■ Written request 1 ■
From the passage on Google Photos and EXIF data below, list the Google Photos features it says read location and timestamp data from your files.

■ Quoted passage ■
Does Google Photos remove EXIF data?

For the photos sitting in your own library, the answer is no. Google Photos is built to preserve your originals, and metadata is part of the original. Upload a JPEG and download it again at Original quality, and the APP1 segment that begins with the bytes Exif\0\0 comes back intact — the same DateTimeOriginal, the same camera Make and Model, the same nested GPS IFD holding the latitude and longitude where you stood. Google leans on exactly this data to build the features people use it for: the map view, the "on this day" memories, and search-by-place all read the location and timestamp out of your files. Stripping that data would break the product, so it keeps it. If you have never looked at these fields directly, our primer on what EXIF data actually is lays out what a camera writes into every frame.

■ Data lines ■

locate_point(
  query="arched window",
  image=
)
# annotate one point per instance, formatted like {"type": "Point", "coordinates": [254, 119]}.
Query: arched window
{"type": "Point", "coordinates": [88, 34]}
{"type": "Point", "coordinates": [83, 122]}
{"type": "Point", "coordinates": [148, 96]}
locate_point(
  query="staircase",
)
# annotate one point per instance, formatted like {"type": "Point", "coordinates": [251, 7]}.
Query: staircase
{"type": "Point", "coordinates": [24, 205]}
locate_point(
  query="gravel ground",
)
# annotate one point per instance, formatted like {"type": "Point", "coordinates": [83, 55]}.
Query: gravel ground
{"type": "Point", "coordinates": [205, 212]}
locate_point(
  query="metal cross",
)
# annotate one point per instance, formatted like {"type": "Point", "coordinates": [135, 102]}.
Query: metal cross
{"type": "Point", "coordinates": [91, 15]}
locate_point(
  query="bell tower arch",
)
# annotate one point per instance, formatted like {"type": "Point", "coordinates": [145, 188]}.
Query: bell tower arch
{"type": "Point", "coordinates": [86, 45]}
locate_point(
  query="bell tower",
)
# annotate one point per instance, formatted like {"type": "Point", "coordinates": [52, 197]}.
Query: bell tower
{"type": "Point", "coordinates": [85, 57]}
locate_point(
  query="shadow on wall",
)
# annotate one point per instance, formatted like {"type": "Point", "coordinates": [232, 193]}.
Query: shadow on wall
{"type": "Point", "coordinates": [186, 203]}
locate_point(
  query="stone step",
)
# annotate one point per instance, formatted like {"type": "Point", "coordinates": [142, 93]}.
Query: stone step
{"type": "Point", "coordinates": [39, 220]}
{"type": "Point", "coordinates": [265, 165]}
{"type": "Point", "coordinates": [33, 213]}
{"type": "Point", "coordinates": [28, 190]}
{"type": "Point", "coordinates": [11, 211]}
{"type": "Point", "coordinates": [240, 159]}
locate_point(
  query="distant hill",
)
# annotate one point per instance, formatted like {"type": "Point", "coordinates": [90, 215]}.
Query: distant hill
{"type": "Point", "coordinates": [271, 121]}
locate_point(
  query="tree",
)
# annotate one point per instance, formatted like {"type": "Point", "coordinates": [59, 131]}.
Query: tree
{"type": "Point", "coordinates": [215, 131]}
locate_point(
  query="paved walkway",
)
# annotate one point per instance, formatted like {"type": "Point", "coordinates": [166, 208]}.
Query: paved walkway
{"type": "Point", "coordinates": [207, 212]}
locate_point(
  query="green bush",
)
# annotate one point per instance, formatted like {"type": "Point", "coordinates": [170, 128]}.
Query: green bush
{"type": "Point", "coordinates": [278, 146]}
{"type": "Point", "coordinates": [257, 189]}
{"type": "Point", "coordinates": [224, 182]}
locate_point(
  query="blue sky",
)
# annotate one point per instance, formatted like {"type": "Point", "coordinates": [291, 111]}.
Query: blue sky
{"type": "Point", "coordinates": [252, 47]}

==

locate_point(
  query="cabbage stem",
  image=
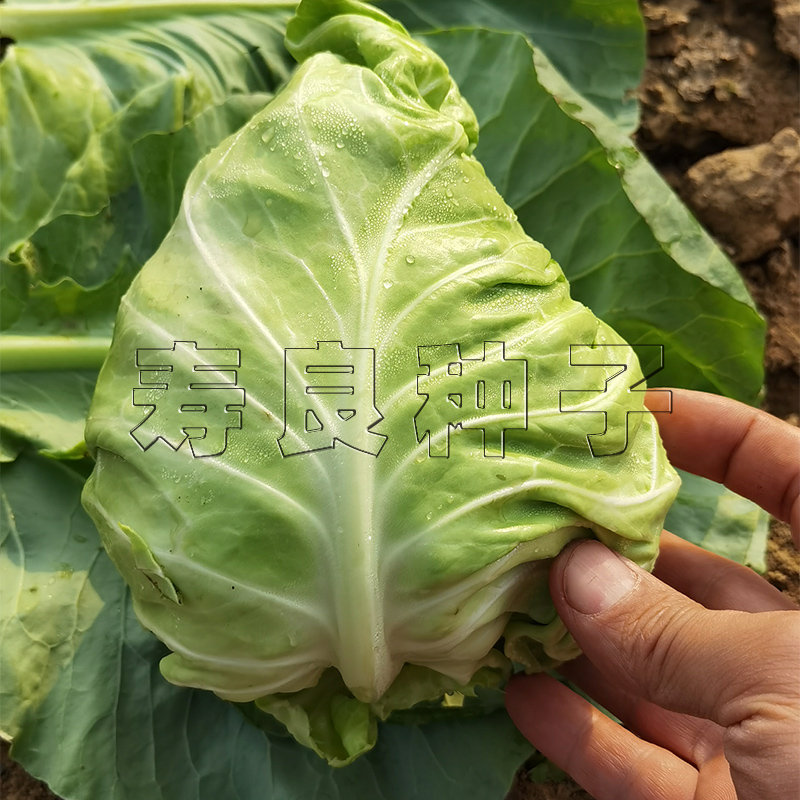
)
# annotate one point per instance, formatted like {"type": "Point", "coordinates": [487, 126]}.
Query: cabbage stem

■ Written request 2 ■
Find every line in the listing above that contains the word "stem", and copy each of those lines.

■ Written solution 1 ■
- the map view
- the "on this day" memories
- search-by-place

■ Written solution 2 ■
  query="cabbage stem",
Query: cabbage stem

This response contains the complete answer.